Document passage

+ + + + + + +

Dylan was right, of course. Having reconsidered, I didn't want a Harley. But I did want a full motorcycle licence, or at least the freedom it entails. Never again would I be subject to the caprices of Greek island bus drivers, nor stranded in some Asian backwater by the errata of exotic train timetables. In future I would hire a big, oily bastard of a bike, and cruise from beach to beach like some pothead knight errant, in true freelance fashion.

Still dreaming of palm-fringed coastal roads, I arrived in Hendon one chilly Sunday morning to start my five-day intensive training, leading up to the full test. So there we were, Keith and David and me. Day one required us to complete Compulsory Basic Training, which involved riding figure eights around two green cones in the windswept playground of a local school. That same afternoon we were out on the open road, closely followed by one of our two leather-clad instructors, Debbie and Aaron, who gave us an introduction to the harsh realities of life (and death) on two wheels, admonishing us via radio receivers inside our crash helmets, along the lines of: "Alix, you are riding like a Muppet. Sit up, and get out of the gutter now!"

At times it seemed the course was simply an exercise in humiliation. Even our Day-Glo yellow bibs proclaimed that we were two-wheel virgins, trainees from North London Motorcycle Training. Not that our inexperience wasn't glaringly obvious as we wobbled across the road, glancing behind at inappropriate moments, over shoulders that were permanently hunched.

+ + + + + + +

(Saved data entries)
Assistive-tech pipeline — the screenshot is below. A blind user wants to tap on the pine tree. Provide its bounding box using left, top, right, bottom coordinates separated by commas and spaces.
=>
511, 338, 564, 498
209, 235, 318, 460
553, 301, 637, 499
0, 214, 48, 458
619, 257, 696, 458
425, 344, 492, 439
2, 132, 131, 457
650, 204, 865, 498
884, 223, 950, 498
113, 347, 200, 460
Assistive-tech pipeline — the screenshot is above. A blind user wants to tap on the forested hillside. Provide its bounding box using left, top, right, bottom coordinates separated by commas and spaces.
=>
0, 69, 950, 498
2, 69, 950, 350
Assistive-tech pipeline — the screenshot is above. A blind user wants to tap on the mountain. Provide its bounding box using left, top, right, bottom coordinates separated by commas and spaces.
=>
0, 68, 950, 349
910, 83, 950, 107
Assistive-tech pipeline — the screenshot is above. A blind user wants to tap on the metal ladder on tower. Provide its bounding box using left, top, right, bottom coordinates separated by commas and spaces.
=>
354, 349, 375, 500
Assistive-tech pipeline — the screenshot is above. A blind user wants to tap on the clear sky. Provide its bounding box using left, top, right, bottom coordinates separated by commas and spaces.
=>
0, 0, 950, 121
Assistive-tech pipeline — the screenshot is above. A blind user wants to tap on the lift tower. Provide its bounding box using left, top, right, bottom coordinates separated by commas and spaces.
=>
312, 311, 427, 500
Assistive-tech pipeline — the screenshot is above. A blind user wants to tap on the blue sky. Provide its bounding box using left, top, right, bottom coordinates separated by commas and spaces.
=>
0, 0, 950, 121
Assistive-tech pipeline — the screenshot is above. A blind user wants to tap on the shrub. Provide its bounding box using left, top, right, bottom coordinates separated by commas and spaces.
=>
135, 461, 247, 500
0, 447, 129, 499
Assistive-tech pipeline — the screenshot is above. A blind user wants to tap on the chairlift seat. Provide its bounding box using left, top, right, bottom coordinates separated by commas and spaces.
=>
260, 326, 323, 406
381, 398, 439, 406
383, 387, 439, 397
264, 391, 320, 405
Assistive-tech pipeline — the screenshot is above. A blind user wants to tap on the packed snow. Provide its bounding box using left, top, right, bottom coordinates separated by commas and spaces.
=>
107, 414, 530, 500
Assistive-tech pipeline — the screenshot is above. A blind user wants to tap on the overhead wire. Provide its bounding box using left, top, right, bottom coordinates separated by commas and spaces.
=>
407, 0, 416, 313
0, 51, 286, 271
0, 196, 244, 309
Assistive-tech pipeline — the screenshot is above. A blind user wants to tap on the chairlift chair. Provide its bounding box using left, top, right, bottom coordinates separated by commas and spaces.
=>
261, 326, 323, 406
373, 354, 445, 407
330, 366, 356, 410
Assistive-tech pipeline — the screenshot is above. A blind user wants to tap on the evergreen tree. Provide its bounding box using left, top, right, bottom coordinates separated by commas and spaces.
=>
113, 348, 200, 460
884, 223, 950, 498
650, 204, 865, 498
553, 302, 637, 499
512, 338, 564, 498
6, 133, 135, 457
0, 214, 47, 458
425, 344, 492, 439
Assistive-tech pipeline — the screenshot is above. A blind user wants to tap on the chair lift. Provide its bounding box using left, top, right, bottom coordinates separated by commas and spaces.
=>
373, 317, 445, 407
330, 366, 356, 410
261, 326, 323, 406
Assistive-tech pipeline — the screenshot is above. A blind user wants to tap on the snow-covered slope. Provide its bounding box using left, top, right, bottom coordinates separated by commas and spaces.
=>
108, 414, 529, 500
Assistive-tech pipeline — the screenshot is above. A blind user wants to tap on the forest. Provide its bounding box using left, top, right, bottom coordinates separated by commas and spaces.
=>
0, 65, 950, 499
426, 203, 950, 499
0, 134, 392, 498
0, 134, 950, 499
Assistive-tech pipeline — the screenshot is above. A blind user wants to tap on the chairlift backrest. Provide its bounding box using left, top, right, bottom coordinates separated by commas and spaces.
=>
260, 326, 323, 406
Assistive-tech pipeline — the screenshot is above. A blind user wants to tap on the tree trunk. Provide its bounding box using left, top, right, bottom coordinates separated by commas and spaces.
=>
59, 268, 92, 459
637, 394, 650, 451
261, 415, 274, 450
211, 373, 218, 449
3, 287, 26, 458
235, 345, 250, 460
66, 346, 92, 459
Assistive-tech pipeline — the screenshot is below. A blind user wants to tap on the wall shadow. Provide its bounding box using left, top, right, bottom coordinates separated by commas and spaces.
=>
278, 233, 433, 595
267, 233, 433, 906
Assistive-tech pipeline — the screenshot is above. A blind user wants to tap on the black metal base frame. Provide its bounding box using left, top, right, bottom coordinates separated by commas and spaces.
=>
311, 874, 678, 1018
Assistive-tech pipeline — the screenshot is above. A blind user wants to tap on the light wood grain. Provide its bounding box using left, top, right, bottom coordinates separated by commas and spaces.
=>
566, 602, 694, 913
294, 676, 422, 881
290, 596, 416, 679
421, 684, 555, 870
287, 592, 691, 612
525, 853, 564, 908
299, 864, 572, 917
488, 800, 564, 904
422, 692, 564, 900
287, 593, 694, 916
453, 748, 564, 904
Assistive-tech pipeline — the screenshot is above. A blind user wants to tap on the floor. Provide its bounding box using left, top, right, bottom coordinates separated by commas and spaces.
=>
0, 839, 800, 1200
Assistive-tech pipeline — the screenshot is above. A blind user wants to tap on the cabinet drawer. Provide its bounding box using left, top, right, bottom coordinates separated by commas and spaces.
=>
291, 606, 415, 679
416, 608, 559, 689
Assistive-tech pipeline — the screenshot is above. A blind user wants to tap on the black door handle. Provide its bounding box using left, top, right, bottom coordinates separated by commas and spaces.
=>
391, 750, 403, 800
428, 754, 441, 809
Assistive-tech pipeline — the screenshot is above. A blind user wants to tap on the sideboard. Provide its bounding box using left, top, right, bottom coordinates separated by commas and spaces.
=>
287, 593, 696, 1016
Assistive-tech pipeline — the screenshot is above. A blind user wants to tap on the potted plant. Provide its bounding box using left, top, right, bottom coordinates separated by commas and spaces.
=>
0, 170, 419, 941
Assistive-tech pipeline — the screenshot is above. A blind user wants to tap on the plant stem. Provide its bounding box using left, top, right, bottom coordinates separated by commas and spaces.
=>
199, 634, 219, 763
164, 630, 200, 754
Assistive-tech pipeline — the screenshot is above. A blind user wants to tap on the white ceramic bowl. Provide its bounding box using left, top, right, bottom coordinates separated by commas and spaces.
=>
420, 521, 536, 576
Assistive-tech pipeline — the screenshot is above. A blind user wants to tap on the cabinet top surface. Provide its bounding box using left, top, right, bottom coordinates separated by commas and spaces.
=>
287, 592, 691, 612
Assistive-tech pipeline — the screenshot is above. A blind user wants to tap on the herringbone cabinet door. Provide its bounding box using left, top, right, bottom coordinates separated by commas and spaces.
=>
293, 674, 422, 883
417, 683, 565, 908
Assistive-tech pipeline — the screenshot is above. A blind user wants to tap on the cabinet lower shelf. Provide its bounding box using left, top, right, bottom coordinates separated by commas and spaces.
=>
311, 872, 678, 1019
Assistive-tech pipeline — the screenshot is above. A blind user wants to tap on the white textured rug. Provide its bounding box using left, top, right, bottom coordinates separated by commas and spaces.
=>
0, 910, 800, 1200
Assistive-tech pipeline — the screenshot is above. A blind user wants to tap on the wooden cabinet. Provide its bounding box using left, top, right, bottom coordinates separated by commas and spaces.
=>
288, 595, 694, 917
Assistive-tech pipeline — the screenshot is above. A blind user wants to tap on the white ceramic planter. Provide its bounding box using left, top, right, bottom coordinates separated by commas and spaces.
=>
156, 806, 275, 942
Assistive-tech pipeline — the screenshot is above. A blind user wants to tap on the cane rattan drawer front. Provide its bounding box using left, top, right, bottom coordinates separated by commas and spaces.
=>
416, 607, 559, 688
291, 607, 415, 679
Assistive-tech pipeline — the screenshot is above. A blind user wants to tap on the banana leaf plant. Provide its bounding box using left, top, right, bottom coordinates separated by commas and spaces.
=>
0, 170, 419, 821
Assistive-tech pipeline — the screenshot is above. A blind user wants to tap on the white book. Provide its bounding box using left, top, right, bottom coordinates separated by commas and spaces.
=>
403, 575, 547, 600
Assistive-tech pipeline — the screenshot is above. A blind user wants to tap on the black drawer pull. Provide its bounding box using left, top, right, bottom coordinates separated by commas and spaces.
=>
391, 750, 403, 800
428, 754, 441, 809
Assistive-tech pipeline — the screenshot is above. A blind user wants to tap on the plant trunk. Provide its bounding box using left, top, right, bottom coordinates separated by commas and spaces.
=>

+ + + + + + +

Work instructions
**A)** Answer these questions from the motorcycle training account:
(i) Where did the narrator arrive to begin the training?
(ii) What did Compulsory Basic Training involve?
(iii) What color were the trainees' bibs?
**B)** Decide whether each statement agrees with the motorcycle training account, and back each yes or no with a quotation from it:
(i) After reconsidering, the narrator still wanted a Harley.
(ii) The intensive training ran for five days.
(iii) The instructors spoke to the trainees by mobile phone.
**C)** Go on with the motorcycle training account, starting right after its final sentence.

Written answers
**A)**
(i) Hendon
(ii) Riding figure eights around two green cones in the windswept playground of a local school
(iii) Day-Glo yellow

**B)**
(i) No: "Having reconsidered, I didn't want a Harley."
(ii) Yes: "to start my five-day intensive training"
(iii) No: "admonishing us via radio receivers inside our crash helmets"

**C)**
The only thing we feared more than the wheels of an articulated lorry was another bollocking from Debbie or Aaron. Both exuded militaristic efficiency, and Aaron had an unnerving habit of humming the theme from the Dambusters through the helmet radio. Unsurprisingly, he had served six years in the Coldstream Guards, rising to the rank of lance-sergeant, or "full bloke", as it is known. It seemed inevitable that he would be the owner of a Kawasaki ZZR 1100, complete with turbo "and something that adds nitrous oxide to the fuel", enabling it to reach the unthinkable speed of 300 mph.

Debbie, too, had a services background, topped up with 14 years of boarding school. "The key to riding a motorcycle properly," Debbie told me, in one of her gentler moments, "is discipline." At that moment, I knew I would fail my test. No matter how I tried, I couldn't put together the necessary sequences with any consistency. A simple right turn involved a NASA-like checklist: "Observation, indicator; observation, road positioning; reduce speed with brakes and gears; look through the junction; lifesaver check over the right shoulder, pull out and turn; observation, cancel indicator."

As our coordination and technique improved, our terror blossomed into disdain for that sizeable minority of motorists who have virtually no road awareness whatsoever, the dickheads who kill pedestrians and road users alike, the ones who talk to their dogs, fiddle with radios and mobile phones, the pillocks who watch girls on the pavement rather than traffic on the road.

David went first, and passed. I found Keith in the local cafe, his face green. I told him not to worry, that if he failed it was no bad thing. Far worse, I said, that they should pass you before you're ready, and then you go out and kill yourself. Keith nodded, finished his tea, went out and passed the test. That was when I knew for sure I would fail, due to the law of averages.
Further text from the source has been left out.